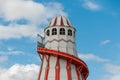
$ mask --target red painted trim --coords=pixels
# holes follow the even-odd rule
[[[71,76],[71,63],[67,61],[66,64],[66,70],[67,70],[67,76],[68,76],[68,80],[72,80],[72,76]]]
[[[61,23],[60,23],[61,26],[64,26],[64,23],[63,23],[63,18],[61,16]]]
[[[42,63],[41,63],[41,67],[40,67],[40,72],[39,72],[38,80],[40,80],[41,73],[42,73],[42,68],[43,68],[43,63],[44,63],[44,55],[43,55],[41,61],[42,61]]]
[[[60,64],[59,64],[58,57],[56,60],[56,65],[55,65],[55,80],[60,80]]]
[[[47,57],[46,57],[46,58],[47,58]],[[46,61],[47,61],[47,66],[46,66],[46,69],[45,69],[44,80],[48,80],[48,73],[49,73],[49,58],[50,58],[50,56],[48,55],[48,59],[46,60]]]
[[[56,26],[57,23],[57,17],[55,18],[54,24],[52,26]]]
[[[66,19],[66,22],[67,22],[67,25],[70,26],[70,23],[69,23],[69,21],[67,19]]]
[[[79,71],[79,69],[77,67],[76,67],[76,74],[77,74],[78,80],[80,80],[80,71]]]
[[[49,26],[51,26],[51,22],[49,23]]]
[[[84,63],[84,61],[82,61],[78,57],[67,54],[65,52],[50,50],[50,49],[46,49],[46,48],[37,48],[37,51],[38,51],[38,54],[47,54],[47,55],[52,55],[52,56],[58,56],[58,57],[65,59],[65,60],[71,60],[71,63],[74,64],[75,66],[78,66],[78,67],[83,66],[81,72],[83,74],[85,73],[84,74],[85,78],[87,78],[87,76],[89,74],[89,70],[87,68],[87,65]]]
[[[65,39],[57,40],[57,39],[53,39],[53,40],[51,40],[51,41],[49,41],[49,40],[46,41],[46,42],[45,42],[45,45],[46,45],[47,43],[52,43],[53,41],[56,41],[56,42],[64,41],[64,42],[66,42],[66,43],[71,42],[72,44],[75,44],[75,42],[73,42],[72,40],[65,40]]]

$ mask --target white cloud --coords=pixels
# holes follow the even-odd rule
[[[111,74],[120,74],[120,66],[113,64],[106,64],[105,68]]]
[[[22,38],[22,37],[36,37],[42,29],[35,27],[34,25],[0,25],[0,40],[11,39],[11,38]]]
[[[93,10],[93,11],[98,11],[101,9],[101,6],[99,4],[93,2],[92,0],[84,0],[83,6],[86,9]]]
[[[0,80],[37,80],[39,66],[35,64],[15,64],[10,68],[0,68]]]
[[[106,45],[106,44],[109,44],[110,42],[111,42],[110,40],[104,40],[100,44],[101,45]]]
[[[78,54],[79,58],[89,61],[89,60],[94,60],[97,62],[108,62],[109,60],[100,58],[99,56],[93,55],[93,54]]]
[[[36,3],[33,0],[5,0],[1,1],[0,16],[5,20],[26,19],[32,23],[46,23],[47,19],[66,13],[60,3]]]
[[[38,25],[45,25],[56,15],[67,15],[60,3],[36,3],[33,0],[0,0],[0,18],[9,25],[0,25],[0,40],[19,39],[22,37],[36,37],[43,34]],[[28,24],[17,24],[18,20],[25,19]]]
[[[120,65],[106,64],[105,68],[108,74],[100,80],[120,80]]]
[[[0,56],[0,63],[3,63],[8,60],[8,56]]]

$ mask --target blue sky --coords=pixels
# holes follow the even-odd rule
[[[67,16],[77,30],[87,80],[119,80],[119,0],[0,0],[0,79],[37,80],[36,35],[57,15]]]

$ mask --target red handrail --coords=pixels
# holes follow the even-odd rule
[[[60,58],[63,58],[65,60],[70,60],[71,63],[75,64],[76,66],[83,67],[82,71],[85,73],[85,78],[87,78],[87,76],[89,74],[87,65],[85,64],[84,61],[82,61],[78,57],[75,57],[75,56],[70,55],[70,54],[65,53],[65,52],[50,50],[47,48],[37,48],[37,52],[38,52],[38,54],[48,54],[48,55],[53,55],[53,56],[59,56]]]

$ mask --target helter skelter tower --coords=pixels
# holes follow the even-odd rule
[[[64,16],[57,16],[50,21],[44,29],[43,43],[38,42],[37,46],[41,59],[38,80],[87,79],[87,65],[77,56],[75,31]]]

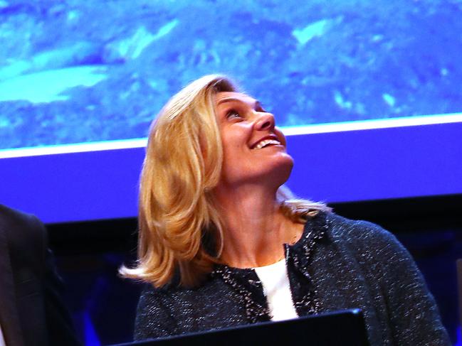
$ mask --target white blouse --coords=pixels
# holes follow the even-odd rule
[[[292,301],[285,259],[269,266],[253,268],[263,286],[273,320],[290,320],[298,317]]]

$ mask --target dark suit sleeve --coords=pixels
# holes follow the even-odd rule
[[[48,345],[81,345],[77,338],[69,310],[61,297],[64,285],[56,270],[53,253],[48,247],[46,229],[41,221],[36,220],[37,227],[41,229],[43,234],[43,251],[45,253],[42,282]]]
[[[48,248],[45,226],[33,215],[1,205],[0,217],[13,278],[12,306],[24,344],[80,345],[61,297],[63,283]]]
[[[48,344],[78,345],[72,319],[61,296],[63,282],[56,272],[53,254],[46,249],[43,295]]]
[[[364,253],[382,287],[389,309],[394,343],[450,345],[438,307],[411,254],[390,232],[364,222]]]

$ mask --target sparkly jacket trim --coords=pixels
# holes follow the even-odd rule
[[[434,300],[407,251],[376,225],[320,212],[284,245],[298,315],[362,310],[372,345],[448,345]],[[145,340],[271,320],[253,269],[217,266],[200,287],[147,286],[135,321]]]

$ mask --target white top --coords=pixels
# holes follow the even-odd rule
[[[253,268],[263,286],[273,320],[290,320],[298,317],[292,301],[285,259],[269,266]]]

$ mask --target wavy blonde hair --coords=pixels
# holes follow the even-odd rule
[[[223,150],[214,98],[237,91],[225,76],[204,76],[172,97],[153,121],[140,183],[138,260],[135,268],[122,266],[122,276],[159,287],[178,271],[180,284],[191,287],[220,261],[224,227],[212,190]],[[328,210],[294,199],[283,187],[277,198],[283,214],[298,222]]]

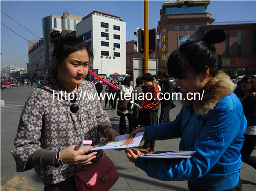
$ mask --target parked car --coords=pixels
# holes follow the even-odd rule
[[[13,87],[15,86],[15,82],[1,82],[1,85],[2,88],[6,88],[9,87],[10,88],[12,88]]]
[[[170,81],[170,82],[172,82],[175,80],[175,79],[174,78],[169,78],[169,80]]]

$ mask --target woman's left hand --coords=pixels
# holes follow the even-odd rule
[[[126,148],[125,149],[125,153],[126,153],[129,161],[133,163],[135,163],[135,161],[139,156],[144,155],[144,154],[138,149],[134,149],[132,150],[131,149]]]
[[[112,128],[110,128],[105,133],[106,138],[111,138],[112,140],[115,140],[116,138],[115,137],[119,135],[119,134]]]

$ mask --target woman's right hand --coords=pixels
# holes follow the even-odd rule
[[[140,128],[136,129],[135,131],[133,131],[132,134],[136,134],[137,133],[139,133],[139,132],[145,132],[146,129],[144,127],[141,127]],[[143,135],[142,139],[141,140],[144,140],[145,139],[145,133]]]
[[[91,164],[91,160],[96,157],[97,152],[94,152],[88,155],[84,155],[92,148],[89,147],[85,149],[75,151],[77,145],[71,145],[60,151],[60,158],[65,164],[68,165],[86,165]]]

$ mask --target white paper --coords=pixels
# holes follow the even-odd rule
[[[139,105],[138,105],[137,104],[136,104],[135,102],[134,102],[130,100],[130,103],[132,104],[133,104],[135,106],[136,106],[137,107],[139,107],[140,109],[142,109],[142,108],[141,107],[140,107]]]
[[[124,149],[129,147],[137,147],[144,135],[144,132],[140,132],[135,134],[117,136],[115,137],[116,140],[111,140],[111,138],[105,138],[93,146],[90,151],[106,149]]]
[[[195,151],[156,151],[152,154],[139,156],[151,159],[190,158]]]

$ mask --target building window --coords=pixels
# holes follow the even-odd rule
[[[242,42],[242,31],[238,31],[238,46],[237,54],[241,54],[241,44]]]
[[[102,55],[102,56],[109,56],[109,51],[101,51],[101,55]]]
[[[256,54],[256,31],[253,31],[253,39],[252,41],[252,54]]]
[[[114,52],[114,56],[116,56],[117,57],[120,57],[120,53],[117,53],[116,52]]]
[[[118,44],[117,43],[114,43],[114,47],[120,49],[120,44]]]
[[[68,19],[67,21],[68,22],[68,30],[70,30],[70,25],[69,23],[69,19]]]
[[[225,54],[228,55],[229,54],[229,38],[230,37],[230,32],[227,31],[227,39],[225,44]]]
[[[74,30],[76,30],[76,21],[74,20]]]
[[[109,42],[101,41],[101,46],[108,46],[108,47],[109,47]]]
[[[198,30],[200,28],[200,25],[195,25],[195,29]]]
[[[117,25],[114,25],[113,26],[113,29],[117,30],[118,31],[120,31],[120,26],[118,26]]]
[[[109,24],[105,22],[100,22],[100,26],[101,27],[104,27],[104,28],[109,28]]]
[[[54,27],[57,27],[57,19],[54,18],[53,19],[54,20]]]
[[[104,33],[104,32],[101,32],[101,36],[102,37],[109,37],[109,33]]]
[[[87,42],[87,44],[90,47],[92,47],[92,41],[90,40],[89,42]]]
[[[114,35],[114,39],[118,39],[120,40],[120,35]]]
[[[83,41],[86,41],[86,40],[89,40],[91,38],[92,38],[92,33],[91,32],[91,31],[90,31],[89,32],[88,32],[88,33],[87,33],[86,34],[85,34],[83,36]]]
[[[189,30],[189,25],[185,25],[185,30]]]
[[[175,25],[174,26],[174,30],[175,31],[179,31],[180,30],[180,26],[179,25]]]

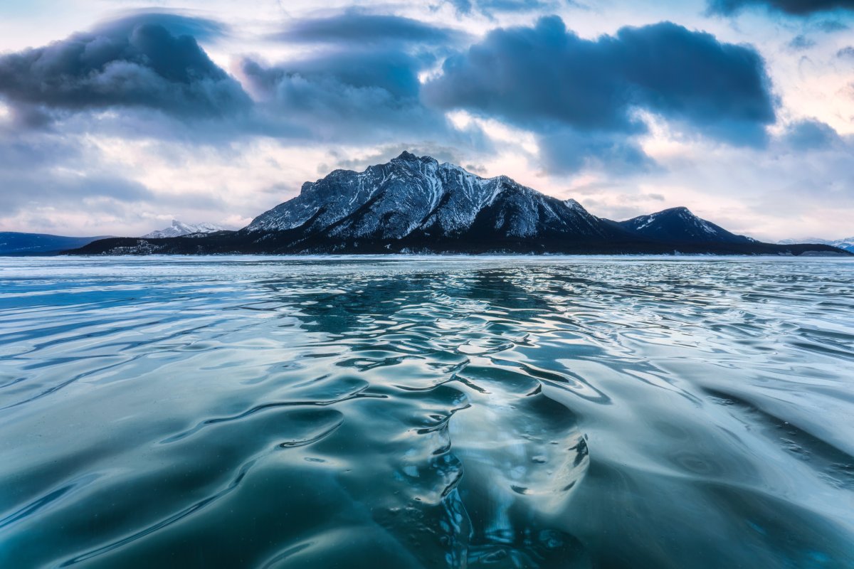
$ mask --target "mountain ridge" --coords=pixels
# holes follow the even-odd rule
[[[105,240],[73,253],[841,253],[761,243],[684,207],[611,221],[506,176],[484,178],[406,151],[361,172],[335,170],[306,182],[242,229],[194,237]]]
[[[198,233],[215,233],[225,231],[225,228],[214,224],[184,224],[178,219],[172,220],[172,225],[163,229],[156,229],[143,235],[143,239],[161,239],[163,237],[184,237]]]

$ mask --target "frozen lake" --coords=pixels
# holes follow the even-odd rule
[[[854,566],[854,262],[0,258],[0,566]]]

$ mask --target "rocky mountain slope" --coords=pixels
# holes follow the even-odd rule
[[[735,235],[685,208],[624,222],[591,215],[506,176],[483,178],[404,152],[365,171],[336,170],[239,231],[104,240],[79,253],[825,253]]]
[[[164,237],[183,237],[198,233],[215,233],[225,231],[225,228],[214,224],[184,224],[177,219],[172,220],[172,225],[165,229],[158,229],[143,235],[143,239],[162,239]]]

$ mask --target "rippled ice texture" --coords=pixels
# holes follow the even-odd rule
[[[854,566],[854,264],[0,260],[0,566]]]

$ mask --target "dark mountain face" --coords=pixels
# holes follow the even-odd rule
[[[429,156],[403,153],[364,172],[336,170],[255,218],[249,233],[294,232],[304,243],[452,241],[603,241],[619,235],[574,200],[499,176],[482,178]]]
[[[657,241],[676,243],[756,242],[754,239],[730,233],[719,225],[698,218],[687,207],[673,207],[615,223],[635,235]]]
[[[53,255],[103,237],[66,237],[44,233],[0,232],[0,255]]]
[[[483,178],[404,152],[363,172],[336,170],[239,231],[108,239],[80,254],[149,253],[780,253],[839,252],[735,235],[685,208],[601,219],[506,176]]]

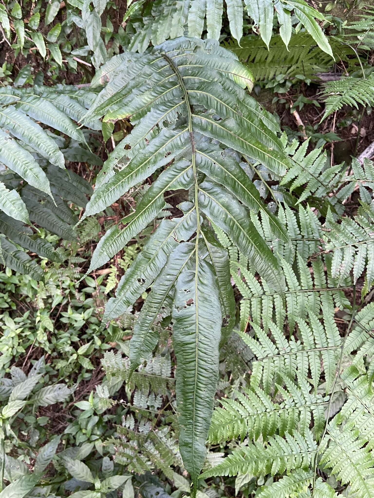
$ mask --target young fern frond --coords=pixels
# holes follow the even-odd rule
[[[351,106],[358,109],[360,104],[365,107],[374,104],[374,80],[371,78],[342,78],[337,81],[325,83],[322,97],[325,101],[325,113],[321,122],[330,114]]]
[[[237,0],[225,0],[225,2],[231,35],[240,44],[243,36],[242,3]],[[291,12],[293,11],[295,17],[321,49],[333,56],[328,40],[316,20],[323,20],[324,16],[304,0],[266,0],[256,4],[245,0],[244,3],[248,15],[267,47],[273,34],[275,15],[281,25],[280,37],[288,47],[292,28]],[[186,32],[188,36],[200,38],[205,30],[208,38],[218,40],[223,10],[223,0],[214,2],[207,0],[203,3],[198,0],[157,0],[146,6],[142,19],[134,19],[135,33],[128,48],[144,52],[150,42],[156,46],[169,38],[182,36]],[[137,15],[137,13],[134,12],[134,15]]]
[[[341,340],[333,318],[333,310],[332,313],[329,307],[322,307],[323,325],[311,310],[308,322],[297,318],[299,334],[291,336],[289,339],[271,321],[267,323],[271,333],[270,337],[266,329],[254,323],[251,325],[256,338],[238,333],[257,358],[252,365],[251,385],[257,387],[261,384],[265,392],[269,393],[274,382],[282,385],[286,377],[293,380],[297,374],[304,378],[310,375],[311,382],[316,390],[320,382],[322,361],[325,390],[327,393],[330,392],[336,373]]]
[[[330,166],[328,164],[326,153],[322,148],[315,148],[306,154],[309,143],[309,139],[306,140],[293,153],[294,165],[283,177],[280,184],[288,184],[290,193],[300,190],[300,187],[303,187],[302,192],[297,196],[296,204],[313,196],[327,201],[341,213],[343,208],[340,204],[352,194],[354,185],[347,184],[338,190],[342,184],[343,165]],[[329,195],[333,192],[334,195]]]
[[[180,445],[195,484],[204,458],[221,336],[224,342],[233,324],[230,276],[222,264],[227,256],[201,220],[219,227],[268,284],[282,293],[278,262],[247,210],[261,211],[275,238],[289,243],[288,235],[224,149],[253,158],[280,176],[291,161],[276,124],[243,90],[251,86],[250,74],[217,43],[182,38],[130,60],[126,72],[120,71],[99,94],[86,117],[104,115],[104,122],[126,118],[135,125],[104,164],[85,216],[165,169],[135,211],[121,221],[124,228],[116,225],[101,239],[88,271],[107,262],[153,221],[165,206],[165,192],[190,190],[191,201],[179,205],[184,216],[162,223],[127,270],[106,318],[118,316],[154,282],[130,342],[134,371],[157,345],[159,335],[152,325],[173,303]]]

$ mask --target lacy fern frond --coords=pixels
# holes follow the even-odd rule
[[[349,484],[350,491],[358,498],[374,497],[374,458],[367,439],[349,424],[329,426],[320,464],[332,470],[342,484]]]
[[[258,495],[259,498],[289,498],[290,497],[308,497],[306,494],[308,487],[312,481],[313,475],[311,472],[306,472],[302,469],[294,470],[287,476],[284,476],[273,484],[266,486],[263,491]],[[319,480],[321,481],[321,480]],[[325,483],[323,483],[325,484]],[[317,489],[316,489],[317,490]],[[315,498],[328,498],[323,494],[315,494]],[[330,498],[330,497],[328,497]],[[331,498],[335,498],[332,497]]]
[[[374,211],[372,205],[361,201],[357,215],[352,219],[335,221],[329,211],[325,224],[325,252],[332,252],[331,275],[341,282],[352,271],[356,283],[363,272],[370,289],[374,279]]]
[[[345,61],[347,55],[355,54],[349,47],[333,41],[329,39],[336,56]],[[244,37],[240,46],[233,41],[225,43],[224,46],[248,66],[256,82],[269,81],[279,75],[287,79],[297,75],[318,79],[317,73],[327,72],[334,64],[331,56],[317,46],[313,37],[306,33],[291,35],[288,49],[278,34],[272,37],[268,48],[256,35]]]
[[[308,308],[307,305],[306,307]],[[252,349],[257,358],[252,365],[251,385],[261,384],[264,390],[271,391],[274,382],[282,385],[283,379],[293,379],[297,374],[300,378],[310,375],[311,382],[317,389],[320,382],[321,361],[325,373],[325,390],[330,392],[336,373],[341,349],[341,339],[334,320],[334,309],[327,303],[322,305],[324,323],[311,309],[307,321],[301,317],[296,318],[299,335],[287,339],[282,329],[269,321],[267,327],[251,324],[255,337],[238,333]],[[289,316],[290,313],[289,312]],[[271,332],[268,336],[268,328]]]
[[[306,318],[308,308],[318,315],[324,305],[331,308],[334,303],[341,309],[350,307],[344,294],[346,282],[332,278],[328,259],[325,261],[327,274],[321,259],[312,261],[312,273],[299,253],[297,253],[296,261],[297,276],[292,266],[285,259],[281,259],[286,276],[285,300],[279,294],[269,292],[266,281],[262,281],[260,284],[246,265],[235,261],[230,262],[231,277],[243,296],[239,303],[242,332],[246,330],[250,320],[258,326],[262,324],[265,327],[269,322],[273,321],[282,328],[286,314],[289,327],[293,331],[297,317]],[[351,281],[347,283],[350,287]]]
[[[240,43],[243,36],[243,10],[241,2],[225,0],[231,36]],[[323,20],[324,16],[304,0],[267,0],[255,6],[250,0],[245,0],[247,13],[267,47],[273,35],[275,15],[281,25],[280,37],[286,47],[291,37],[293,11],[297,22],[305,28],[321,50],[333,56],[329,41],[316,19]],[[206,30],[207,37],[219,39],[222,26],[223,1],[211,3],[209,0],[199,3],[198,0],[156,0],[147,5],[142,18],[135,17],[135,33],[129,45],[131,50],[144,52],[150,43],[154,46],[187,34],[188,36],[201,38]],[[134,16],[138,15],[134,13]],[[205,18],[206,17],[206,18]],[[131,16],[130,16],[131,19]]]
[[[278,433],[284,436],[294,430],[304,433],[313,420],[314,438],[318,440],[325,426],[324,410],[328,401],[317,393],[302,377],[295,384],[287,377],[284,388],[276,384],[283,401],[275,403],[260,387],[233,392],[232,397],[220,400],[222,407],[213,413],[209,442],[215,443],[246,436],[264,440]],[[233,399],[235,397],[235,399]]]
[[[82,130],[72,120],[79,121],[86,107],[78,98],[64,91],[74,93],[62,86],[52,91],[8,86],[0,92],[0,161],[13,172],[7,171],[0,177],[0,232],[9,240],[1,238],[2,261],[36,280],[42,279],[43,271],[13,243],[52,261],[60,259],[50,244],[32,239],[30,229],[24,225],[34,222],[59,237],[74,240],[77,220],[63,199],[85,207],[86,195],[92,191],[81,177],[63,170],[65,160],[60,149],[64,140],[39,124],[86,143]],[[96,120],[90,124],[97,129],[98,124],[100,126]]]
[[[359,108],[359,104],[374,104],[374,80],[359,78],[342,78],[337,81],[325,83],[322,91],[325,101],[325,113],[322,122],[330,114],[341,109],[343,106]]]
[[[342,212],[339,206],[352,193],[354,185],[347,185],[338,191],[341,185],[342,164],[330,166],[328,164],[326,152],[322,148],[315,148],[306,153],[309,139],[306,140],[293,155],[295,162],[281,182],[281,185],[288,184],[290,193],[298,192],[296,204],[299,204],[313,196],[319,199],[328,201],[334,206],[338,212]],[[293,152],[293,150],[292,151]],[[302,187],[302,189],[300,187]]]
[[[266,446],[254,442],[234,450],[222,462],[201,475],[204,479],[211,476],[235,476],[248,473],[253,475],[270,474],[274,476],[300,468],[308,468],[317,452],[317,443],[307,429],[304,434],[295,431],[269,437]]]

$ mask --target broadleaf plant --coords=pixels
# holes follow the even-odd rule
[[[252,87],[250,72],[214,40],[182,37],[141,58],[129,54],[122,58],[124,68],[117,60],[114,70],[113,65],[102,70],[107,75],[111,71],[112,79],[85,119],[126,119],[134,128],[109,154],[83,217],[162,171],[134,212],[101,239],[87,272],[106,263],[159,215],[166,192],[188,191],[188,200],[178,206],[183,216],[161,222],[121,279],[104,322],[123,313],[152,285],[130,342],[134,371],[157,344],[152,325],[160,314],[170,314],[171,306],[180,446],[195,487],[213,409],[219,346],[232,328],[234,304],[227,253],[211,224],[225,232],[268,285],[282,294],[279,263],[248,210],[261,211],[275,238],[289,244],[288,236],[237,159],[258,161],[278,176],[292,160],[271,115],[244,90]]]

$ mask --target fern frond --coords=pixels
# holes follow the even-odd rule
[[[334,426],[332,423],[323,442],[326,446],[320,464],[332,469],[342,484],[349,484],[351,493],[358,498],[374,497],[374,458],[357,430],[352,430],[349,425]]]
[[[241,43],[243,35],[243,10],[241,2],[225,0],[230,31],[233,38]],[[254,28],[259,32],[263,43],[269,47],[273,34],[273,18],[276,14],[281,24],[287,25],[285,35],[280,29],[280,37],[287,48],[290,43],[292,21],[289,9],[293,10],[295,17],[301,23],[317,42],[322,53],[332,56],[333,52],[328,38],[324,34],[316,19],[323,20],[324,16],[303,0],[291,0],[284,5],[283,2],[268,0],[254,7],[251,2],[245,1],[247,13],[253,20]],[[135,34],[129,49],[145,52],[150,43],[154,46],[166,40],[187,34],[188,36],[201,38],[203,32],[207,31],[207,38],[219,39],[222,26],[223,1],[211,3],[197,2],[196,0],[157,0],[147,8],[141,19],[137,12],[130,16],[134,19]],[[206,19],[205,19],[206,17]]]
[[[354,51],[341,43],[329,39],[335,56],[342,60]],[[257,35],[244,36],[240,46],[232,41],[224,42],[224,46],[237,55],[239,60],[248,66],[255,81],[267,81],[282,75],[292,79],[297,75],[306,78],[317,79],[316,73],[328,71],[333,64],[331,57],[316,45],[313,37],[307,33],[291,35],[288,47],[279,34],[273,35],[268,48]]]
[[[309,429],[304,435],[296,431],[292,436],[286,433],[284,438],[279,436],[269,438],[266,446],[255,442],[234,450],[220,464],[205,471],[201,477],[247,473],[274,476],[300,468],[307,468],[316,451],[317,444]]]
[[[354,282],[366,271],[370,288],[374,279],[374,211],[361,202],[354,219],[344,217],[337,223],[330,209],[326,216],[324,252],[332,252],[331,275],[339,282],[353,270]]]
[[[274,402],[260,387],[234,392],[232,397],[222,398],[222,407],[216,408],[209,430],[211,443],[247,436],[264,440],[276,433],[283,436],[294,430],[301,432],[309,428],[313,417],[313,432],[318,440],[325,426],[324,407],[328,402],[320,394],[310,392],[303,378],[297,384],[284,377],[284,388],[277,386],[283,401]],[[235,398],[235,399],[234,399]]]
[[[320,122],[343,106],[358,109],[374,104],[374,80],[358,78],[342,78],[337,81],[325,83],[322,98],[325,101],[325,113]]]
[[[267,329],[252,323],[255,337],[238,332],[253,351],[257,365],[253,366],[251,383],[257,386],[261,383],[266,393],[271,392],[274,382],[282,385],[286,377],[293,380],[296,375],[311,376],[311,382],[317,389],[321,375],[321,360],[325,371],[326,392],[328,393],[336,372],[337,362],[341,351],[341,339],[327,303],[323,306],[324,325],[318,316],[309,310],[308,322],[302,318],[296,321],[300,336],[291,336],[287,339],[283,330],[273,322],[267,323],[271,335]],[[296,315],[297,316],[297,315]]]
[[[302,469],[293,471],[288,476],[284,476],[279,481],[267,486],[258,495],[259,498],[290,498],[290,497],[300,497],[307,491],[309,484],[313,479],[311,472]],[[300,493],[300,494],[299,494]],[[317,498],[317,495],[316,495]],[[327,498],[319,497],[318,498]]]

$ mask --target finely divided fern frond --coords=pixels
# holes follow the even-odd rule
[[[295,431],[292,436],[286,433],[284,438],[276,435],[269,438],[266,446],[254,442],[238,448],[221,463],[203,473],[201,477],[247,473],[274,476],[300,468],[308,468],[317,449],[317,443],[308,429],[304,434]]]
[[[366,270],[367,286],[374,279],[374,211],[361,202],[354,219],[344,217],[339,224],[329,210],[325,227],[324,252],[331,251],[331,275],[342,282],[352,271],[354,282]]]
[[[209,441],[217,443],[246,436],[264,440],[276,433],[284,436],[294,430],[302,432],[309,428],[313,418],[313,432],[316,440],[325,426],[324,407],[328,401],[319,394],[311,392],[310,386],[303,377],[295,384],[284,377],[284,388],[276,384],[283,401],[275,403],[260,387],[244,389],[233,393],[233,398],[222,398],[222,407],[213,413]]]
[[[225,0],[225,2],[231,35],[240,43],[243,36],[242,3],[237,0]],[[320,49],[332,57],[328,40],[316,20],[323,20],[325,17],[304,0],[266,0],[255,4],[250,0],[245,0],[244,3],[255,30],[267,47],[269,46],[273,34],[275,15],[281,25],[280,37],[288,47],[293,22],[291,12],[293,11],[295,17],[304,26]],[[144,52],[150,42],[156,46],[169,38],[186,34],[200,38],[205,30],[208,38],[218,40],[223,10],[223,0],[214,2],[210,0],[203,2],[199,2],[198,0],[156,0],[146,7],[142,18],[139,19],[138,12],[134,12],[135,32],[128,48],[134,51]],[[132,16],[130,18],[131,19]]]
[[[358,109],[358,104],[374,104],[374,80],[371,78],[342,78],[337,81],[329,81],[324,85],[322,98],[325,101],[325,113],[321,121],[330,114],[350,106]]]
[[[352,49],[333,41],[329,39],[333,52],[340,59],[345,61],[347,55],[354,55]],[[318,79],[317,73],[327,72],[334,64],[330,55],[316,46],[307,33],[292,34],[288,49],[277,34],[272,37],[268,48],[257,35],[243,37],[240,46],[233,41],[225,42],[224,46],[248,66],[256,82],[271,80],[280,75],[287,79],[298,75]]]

#### [Task to complete]
Rewrite the stretch of the listing from the line containing "right hand --coords=pixels" through the line containing "[[[195,151],[156,151],[152,154],[139,156],[151,159],[190,158]]]", putting "white sheet" in place of "white paper" and keeping everything else the same.

#### [Exercise response]
$ mask --target woman's right hand --coords=pixels
# holes follow the even-odd rule
[[[140,128],[136,129],[135,131],[133,131],[132,134],[136,134],[137,133],[139,133],[139,132],[145,132],[146,129],[144,127],[141,127]],[[143,135],[142,139],[141,140],[144,140],[145,139],[145,133]]]
[[[91,164],[91,160],[96,157],[97,152],[94,152],[88,155],[84,155],[92,148],[89,147],[85,149],[75,151],[77,145],[71,145],[60,151],[60,158],[65,164],[68,165],[86,165]]]

$ mask --target white sheet --coords=pixels
# holes follow the even-odd rule
[[[139,105],[138,105],[137,104],[136,104],[135,102],[134,102],[130,100],[130,103],[132,104],[133,104],[135,106],[136,106],[137,107],[139,107],[140,109],[142,109],[142,108],[141,107],[140,107]]]
[[[124,149],[129,147],[137,147],[144,135],[144,132],[140,132],[135,134],[117,136],[115,137],[116,140],[111,140],[111,138],[105,138],[93,146],[90,151],[106,149]]]
[[[195,151],[156,151],[152,154],[139,156],[151,159],[190,158]]]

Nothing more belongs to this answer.